Work instruction:
In full and without alteration, print the entries that follow.

Data for this exercise:
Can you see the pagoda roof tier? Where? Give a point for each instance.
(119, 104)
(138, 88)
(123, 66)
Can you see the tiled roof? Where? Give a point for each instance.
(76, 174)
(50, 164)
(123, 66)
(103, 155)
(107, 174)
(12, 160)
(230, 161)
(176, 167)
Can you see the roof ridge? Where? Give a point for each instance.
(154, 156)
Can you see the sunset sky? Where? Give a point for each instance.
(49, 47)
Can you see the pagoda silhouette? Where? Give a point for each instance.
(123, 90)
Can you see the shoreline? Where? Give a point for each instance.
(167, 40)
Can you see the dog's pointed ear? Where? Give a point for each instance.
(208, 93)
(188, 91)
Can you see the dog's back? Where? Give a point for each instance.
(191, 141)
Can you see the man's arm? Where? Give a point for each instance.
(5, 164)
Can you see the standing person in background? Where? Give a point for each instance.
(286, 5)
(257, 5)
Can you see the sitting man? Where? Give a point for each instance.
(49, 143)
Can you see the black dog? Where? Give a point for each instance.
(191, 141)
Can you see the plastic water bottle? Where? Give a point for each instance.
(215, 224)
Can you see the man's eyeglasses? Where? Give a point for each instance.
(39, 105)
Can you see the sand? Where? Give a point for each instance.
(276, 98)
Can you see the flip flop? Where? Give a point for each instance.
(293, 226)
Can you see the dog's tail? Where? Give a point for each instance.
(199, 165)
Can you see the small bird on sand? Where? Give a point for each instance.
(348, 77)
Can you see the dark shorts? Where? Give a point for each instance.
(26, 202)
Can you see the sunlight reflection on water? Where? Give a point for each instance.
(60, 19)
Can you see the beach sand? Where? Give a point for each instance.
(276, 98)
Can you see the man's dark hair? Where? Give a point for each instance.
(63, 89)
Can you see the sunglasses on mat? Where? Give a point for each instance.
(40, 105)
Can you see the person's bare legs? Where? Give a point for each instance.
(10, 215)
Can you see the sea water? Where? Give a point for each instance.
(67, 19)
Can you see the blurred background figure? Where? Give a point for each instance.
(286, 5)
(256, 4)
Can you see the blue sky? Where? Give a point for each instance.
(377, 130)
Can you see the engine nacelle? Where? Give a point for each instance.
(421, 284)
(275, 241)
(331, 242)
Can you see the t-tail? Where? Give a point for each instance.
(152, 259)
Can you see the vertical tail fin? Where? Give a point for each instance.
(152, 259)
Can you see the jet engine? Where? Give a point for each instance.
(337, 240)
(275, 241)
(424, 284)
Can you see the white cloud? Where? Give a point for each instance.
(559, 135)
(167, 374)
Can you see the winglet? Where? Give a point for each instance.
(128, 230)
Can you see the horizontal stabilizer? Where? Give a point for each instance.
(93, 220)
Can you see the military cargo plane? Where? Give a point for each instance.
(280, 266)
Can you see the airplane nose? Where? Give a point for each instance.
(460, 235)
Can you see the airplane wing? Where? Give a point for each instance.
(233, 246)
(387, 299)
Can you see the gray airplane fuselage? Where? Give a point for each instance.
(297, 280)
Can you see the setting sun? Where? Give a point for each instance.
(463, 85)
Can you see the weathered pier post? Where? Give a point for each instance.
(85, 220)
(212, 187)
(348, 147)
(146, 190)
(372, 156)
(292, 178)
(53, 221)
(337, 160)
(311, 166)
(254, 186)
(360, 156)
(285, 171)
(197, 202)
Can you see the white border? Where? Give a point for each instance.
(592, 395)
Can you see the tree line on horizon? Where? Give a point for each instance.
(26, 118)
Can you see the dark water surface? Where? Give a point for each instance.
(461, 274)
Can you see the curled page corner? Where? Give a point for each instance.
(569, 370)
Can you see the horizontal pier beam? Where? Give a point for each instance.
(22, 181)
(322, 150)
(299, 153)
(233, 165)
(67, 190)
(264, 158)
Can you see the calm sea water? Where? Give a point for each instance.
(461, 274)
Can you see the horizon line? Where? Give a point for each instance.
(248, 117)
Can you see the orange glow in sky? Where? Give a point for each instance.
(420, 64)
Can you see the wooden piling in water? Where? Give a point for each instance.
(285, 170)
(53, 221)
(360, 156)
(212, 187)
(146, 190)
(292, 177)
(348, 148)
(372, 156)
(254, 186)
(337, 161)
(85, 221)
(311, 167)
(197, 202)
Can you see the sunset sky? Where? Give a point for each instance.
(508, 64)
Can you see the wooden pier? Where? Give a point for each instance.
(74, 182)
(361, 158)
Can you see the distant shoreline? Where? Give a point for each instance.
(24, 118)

Task answer:
Can you see the pagoda roof tier? Where? Give a point for each instance.
(119, 104)
(138, 88)
(123, 66)
Can you see the tiled roof? Where? Give a point for each instance.
(76, 174)
(50, 164)
(123, 66)
(103, 155)
(107, 174)
(12, 160)
(230, 161)
(176, 167)
Can you see the roof ridge? Where? Give a point for each instance.
(154, 156)
Can you see the sunset sky? Where? Give a point for each instance.
(49, 47)
Can you see the pagoda silhouette? Where? Give a point for each instance.
(123, 90)
Can you see the shoreline? Where? Give a point for each instance.
(167, 40)
Can you see the dog's pointed ear? Where? Give a point for each instance.
(208, 93)
(188, 91)
Can you see the dog's back? Where? Give a point for each instance.
(191, 141)
Can you see the man's arm? Where? Give a point for each instance.
(5, 164)
Can you see the standing person in background? Where? Give a point for each instance.
(286, 5)
(257, 5)
Can you see the sitting man? Where? Give a point for each instance.
(49, 143)
Can you see the black dog? Where? Give a point for each instance.
(191, 141)
Can you see the plastic water bottle? Where? Give a point for each instance.
(215, 224)
Can you see the man's eyeglasses? Where? Give a point for each instance.
(39, 105)
Can you see the sand? Where? Give a point for each instance.
(276, 98)
Can you see the flip flop? Where? Give a point for each instance.
(293, 226)
Can you see the dog's tail? Where? Give a point for each instance.
(199, 165)
Can you see the small bird on sand? Where? Give a point for each instance.
(348, 77)
Can you see the dark shorts? Where? Give a point for each instance.
(26, 202)
Can you see the sunlight reflection on water? Where? Give a point for each instance.
(60, 19)
Can you see the beach sand? Where? Give a point for each instance.
(276, 98)
Can you see the man's dark hair? Where? Give a point for each instance.
(63, 89)
Can you see the sunglasses on mat? Where? Give a point for each instance.
(40, 105)
Can you see the person's bare legs? Where? Give a point for each instance.
(10, 215)
Can you see the sea water? Where? Give a point for each instance.
(67, 19)
Can you see the blurred background figure? Where? Give a point for each instance.
(286, 5)
(256, 4)
Can you see the blue sky? Where? Give a point for each instance.
(377, 130)
Can you see the engine nacelle? Where? Give a point for each instance.
(421, 284)
(275, 241)
(331, 242)
Can you see the t-tail? Where? Give a point for each instance.
(152, 259)
Can you see the vertical tail fin? Where? Give a point for each instance.
(152, 259)
Can you see the jet engine? Where? Give a point for each instance.
(337, 240)
(275, 241)
(424, 284)
Can you see the white cloud? Where? Give a point for each instance.
(559, 135)
(167, 374)
Can you see the winglet? Where? Give a point for each instance.
(128, 230)
Can you see the horizontal stabilizer? Where? Give a point for each instance.
(93, 220)
Can you see the military cargo plane? Where? Give a point for each instance.
(280, 266)
Can you see the airplane nose? Where? Give a point for each instance.
(460, 235)
Can you see the airplane wing? Where? Give a point for each instance.
(233, 246)
(387, 299)
Can you see the gray airplane fuselage? Where? Give a point for each instance.
(297, 280)
Can you see the setting sun? Where? Give a point for each instance.
(463, 85)
Can you see the weathered pier post? Where? Give a point for each instance.
(85, 220)
(212, 187)
(348, 147)
(146, 190)
(372, 156)
(292, 178)
(53, 221)
(337, 160)
(311, 166)
(254, 186)
(360, 156)
(285, 171)
(197, 202)
Can you see the white border? Where? Give a point for each instance.
(592, 395)
Can you see the tree line on horizon? Where? Give a point for each instance.
(26, 118)
Can you see the dark water surface? Where? Give a point for each instance.
(461, 274)
Can you see the curled page corner? Where? Give a point for each instance.
(569, 370)
Can you see the horizontal pier beam? Where? Give a point for each instance.
(22, 181)
(322, 150)
(299, 153)
(233, 165)
(67, 190)
(264, 158)
Can you see the calm sea water? Where? Give a point for each instance.
(461, 274)
Can you see the horizon line? Where? Give a point for each instance.
(248, 117)
Can you see the orange glow in sky? Where? Give a point for each instance.
(420, 64)
Can you see the wooden piling in water? Where? Give a point for each instance.
(285, 170)
(53, 221)
(360, 156)
(212, 187)
(146, 190)
(292, 177)
(348, 148)
(372, 156)
(254, 186)
(337, 161)
(85, 221)
(311, 167)
(197, 202)
Can you see the sunset sky? Where? Give a point for each instance.
(508, 64)
Can you see the wooden pier? Where? Give a point for each instance.
(74, 182)
(361, 158)
Can you see the distant shoreline? Where? Give a point for each instance.
(24, 118)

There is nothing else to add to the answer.